**Exercise aim**
For the entries below, state how many lines include the string "sign", and write nothing besides that number.
Exercise materials: Begin
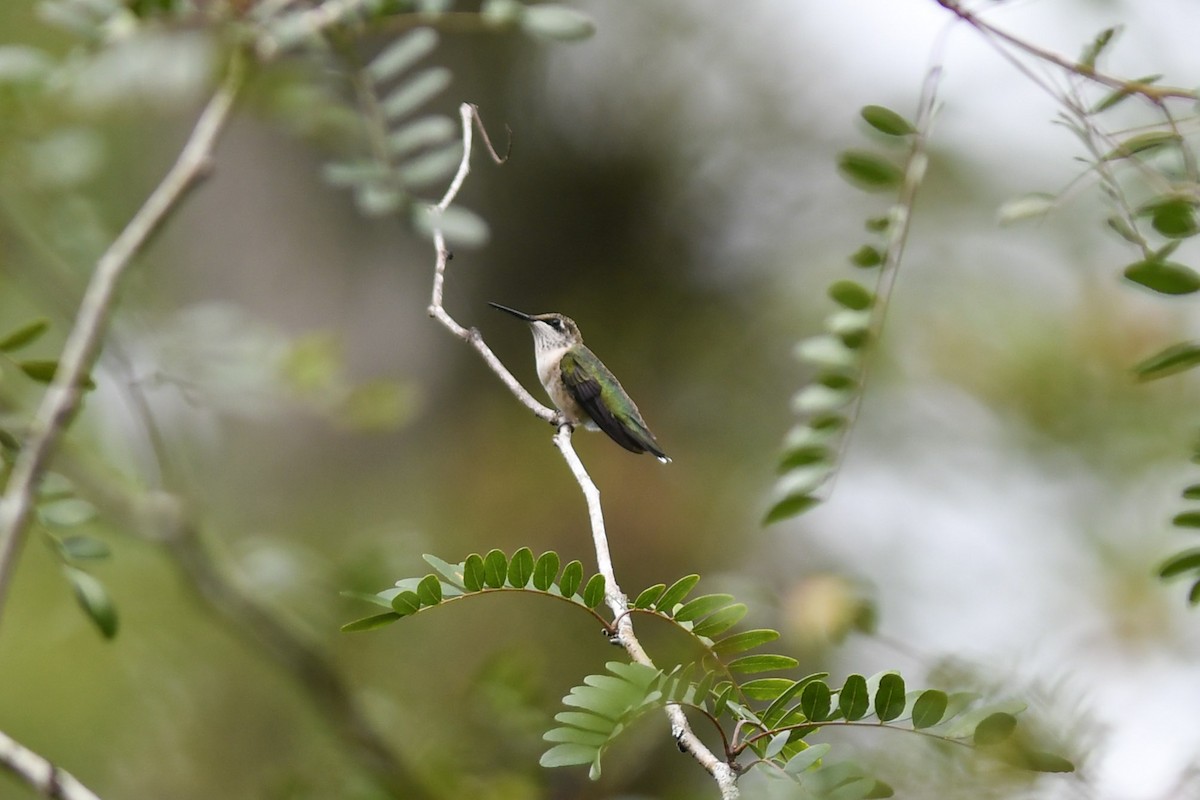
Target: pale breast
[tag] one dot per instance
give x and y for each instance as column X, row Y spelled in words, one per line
column 551, row 380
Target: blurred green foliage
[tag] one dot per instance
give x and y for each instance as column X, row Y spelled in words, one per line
column 275, row 419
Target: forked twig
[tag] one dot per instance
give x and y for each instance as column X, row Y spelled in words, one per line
column 616, row 600
column 63, row 397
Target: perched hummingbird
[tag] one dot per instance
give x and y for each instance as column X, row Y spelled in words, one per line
column 581, row 386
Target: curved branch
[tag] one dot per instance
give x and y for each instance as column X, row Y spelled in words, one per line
column 63, row 397
column 1153, row 94
column 688, row 741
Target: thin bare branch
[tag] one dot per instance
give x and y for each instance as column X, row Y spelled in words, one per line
column 469, row 114
column 61, row 398
column 1155, row 94
column 616, row 600
column 40, row 774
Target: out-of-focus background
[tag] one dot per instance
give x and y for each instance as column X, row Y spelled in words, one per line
column 672, row 186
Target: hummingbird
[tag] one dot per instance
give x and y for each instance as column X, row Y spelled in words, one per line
column 581, row 386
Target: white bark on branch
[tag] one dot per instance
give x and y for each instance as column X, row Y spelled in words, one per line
column 63, row 397
column 41, row 775
column 618, row 603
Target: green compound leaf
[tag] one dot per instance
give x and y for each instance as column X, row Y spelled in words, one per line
column 929, row 709
column 869, row 170
column 371, row 623
column 790, row 506
column 1143, row 143
column 593, row 593
column 573, row 576
column 887, row 121
column 545, row 570
column 43, row 372
column 766, row 689
column 1097, row 46
column 429, row 590
column 606, row 705
column 744, row 641
column 496, row 569
column 1180, row 563
column 24, row 335
column 702, row 606
column 853, row 699
column 1164, row 277
column 83, row 548
column 757, row 663
column 851, row 294
column 676, row 593
column 1120, row 95
column 95, row 600
column 473, row 572
column 402, row 54
column 556, row 22
column 816, row 701
column 521, row 569
column 889, row 697
column 778, row 709
column 649, row 595
column 453, row 573
column 807, row 758
column 867, row 257
column 406, row 603
column 1169, row 361
column 720, row 621
column 995, row 728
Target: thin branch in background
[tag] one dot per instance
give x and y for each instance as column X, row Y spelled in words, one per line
column 160, row 517
column 63, row 397
column 1151, row 92
column 41, row 775
column 616, row 600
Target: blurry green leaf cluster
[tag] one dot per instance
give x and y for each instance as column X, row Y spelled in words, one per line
column 826, row 405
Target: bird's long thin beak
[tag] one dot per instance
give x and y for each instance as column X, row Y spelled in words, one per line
column 516, row 313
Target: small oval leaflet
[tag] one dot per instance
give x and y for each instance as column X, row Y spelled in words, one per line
column 1164, row 277
column 521, row 569
column 889, row 697
column 745, row 641
column 1180, row 563
column 429, row 590
column 815, row 701
column 869, row 170
column 1169, row 361
column 593, row 593
column 851, row 294
column 473, row 573
column 887, row 121
column 676, row 593
column 929, row 709
column 95, row 601
column 496, row 569
column 573, row 576
column 995, row 729
column 545, row 570
column 852, row 699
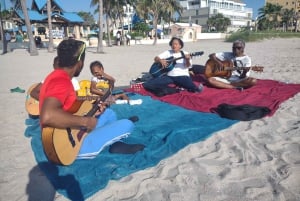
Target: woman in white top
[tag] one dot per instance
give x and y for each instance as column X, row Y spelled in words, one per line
column 179, row 75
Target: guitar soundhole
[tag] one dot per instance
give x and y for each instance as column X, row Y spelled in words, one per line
column 71, row 139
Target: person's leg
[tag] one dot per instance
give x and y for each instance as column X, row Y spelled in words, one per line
column 186, row 82
column 220, row 83
column 158, row 82
column 108, row 116
column 245, row 83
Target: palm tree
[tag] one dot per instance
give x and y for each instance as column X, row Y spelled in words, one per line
column 22, row 4
column 269, row 16
column 157, row 9
column 3, row 15
column 287, row 18
column 50, row 46
column 100, row 24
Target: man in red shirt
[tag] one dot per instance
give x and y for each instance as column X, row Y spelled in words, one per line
column 57, row 98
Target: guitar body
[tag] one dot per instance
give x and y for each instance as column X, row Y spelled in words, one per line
column 31, row 104
column 156, row 70
column 212, row 69
column 61, row 146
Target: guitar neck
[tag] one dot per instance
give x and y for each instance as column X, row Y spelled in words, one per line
column 89, row 98
column 237, row 68
column 191, row 54
column 96, row 107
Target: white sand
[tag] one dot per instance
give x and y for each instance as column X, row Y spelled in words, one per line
column 255, row 160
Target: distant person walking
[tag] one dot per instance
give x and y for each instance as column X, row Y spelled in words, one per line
column 128, row 38
column 118, row 38
column 7, row 38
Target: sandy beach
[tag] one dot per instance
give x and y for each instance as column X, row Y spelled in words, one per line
column 250, row 161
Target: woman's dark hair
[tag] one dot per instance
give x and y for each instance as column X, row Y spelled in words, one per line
column 69, row 52
column 95, row 63
column 175, row 38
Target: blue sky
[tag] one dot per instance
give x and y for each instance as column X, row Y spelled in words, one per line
column 84, row 5
column 255, row 5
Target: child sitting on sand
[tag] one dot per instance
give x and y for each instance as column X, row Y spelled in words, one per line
column 101, row 81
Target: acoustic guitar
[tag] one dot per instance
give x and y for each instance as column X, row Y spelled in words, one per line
column 62, row 146
column 32, row 105
column 156, row 69
column 213, row 69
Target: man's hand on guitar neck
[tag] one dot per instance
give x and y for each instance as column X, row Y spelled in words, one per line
column 164, row 63
column 214, row 58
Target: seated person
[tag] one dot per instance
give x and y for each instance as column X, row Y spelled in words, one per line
column 179, row 75
column 58, row 96
column 239, row 79
column 35, row 92
column 99, row 81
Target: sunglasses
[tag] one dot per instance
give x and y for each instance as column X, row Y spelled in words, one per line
column 237, row 47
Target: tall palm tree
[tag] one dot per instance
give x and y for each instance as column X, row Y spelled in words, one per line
column 269, row 16
column 287, row 18
column 32, row 47
column 100, row 24
column 3, row 15
column 157, row 9
column 49, row 13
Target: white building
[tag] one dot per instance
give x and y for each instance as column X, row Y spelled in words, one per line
column 198, row 11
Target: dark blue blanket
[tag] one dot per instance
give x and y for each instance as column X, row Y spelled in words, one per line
column 163, row 128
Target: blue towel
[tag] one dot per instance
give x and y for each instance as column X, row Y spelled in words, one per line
column 163, row 128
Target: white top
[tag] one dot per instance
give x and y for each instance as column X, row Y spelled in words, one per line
column 179, row 69
column 243, row 61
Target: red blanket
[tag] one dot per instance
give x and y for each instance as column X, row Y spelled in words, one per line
column 267, row 93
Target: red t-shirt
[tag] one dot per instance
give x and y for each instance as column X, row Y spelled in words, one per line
column 58, row 85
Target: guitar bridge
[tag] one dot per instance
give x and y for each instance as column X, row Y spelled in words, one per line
column 71, row 139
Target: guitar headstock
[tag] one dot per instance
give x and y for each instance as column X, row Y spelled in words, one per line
column 257, row 68
column 197, row 53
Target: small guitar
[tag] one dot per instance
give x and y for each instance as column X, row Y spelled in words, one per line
column 62, row 146
column 156, row 70
column 213, row 69
column 32, row 105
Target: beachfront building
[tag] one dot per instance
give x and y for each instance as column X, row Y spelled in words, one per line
column 288, row 4
column 198, row 12
column 64, row 23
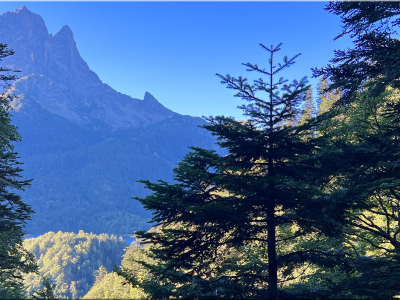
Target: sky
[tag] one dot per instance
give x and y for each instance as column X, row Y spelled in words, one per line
column 173, row 50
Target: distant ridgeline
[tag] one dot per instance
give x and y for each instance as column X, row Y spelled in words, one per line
column 85, row 144
column 71, row 260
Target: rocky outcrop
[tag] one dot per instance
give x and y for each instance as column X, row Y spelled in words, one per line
column 52, row 65
column 85, row 144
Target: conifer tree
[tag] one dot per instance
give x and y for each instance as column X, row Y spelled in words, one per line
column 367, row 136
column 239, row 225
column 372, row 25
column 14, row 213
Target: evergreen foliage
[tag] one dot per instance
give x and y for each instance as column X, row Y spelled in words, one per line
column 47, row 293
column 113, row 286
column 246, row 224
column 14, row 213
column 372, row 25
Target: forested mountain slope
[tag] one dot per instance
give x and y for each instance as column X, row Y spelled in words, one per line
column 85, row 144
column 71, row 260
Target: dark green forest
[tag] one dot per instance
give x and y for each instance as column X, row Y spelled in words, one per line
column 304, row 204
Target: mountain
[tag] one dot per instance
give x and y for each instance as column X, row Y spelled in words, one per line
column 71, row 261
column 85, row 144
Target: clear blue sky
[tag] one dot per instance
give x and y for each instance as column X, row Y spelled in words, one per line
column 174, row 49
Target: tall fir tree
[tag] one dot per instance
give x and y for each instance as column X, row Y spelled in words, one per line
column 243, row 224
column 366, row 135
column 14, row 213
column 372, row 26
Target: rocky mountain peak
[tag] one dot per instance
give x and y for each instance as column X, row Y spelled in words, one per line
column 65, row 32
column 55, row 77
column 25, row 22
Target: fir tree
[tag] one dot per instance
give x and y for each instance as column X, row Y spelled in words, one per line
column 14, row 213
column 233, row 223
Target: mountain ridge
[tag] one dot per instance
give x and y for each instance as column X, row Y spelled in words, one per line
column 85, row 144
column 57, row 59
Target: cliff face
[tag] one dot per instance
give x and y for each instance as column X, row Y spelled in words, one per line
column 85, row 144
column 52, row 65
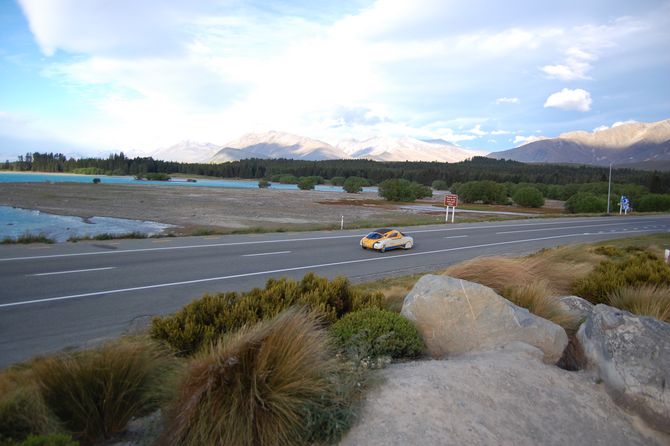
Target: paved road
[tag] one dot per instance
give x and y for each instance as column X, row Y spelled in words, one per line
column 57, row 296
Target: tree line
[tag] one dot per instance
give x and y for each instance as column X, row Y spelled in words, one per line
column 475, row 169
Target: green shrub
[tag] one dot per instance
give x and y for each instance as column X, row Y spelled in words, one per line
column 306, row 183
column 96, row 392
column 586, row 202
column 49, row 440
column 654, row 203
column 204, row 320
column 375, row 332
column 529, row 197
column 337, row 181
column 633, row 269
column 259, row 386
column 354, row 185
column 22, row 409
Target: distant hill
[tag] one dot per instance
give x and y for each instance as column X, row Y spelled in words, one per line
column 273, row 144
column 631, row 144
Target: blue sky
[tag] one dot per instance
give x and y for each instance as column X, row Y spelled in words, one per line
column 91, row 77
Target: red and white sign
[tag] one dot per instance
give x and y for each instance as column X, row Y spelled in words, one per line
column 451, row 200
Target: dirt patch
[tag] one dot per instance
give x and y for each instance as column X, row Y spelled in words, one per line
column 199, row 209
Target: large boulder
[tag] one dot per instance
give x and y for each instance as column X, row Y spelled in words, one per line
column 503, row 397
column 631, row 354
column 455, row 316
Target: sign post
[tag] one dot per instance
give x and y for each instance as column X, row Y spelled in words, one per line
column 450, row 201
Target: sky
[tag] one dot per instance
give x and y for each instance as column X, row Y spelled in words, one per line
column 93, row 77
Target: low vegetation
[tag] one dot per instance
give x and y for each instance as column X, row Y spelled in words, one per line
column 373, row 332
column 204, row 321
column 94, row 393
column 266, row 385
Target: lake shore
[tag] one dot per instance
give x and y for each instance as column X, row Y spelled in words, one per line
column 203, row 209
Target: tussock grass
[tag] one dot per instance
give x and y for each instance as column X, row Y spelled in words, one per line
column 538, row 298
column 96, row 392
column 22, row 409
column 27, row 238
column 259, row 386
column 645, row 300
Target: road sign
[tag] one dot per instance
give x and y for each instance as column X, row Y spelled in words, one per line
column 451, row 200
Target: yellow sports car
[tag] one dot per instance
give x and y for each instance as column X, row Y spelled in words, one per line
column 385, row 239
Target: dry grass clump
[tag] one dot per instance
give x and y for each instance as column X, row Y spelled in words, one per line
column 552, row 265
column 22, row 409
column 538, row 298
column 645, row 300
column 256, row 387
column 96, row 392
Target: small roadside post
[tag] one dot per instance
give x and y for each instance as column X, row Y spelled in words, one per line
column 450, row 201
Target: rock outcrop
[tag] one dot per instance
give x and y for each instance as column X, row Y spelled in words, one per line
column 455, row 316
column 631, row 354
column 501, row 397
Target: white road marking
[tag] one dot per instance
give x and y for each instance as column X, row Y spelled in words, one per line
column 567, row 227
column 73, row 271
column 266, row 254
column 255, row 242
column 283, row 270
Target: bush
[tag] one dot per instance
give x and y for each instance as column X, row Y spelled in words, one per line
column 96, row 392
column 538, row 298
column 287, row 179
column 645, row 300
column 586, row 202
column 306, row 183
column 529, row 197
column 22, row 409
column 403, row 190
column 203, row 321
column 375, row 332
column 633, row 269
column 354, row 185
column 257, row 387
column 440, row 185
column 337, row 181
column 49, row 440
column 654, row 203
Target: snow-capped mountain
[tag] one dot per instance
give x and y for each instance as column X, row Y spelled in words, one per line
column 405, row 149
column 285, row 145
column 187, row 152
column 633, row 143
column 276, row 145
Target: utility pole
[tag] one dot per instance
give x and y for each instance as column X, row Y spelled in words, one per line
column 609, row 190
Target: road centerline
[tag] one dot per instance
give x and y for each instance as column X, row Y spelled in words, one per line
column 72, row 271
column 266, row 254
column 283, row 270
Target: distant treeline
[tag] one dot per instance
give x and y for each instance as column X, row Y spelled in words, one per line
column 476, row 169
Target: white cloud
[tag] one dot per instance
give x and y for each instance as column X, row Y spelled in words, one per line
column 521, row 140
column 567, row 99
column 506, row 100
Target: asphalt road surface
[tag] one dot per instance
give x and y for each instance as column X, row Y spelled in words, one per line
column 77, row 294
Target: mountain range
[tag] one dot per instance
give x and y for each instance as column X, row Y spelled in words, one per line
column 637, row 144
column 275, row 144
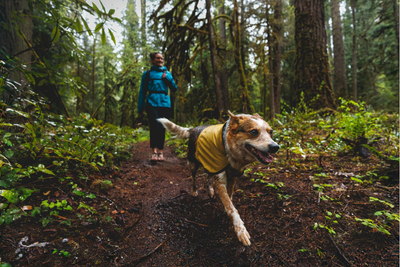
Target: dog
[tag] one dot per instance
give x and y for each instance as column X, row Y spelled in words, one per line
column 224, row 150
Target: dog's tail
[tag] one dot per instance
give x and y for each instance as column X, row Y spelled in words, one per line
column 179, row 131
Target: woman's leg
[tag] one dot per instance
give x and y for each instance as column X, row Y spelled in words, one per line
column 157, row 130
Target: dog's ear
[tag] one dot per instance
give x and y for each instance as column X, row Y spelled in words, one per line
column 234, row 123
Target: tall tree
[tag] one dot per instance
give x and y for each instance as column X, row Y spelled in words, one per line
column 11, row 44
column 312, row 71
column 247, row 106
column 223, row 73
column 214, row 63
column 353, row 6
column 340, row 77
column 276, row 59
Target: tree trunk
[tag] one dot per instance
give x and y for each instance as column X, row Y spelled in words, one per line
column 271, row 75
column 93, row 72
column 214, row 63
column 243, row 35
column 9, row 39
column 223, row 74
column 277, row 33
column 247, row 106
column 264, row 89
column 396, row 23
column 353, row 6
column 312, row 71
column 338, row 52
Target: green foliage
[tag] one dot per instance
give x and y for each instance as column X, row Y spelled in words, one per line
column 306, row 133
column 37, row 146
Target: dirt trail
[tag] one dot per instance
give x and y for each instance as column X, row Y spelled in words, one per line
column 148, row 218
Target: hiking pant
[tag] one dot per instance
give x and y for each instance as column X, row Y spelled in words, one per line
column 157, row 130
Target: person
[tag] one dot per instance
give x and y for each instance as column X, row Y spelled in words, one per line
column 154, row 99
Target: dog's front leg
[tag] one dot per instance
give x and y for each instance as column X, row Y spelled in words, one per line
column 240, row 229
column 194, row 166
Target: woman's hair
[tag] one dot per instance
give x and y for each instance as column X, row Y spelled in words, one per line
column 153, row 55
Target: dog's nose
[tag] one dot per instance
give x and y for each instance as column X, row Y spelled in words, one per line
column 272, row 148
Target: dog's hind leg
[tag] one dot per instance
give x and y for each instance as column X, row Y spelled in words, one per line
column 238, row 225
column 211, row 186
column 194, row 166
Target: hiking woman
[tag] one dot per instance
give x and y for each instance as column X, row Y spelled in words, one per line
column 154, row 98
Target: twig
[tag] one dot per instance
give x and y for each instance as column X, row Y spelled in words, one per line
column 204, row 225
column 340, row 252
column 151, row 252
column 116, row 207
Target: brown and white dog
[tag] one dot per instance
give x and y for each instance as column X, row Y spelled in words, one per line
column 224, row 151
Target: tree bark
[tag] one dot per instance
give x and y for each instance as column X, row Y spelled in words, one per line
column 93, row 72
column 277, row 33
column 9, row 39
column 214, row 63
column 247, row 106
column 312, row 71
column 396, row 23
column 353, row 6
column 223, row 73
column 338, row 52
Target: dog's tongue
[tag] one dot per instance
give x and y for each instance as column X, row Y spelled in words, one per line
column 266, row 156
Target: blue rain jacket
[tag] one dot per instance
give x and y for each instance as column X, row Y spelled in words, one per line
column 157, row 90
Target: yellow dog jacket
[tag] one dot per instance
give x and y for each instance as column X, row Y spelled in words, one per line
column 210, row 150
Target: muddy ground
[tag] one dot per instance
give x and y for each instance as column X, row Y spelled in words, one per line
column 147, row 217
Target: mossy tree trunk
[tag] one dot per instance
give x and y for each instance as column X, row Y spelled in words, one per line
column 223, row 73
column 312, row 71
column 276, row 55
column 338, row 52
column 214, row 62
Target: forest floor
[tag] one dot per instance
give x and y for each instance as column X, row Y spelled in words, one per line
column 147, row 217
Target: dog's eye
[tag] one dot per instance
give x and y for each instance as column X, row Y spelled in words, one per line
column 254, row 132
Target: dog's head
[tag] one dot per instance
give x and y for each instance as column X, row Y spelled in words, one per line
column 249, row 138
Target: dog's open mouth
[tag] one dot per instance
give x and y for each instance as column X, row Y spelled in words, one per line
column 263, row 157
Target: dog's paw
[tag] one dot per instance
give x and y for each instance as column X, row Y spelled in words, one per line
column 242, row 234
column 244, row 237
column 211, row 191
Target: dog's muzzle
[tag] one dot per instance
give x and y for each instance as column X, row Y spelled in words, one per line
column 272, row 148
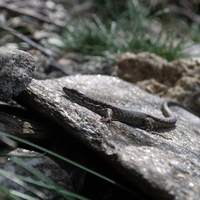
Exercise materials: End
**Task solution**
3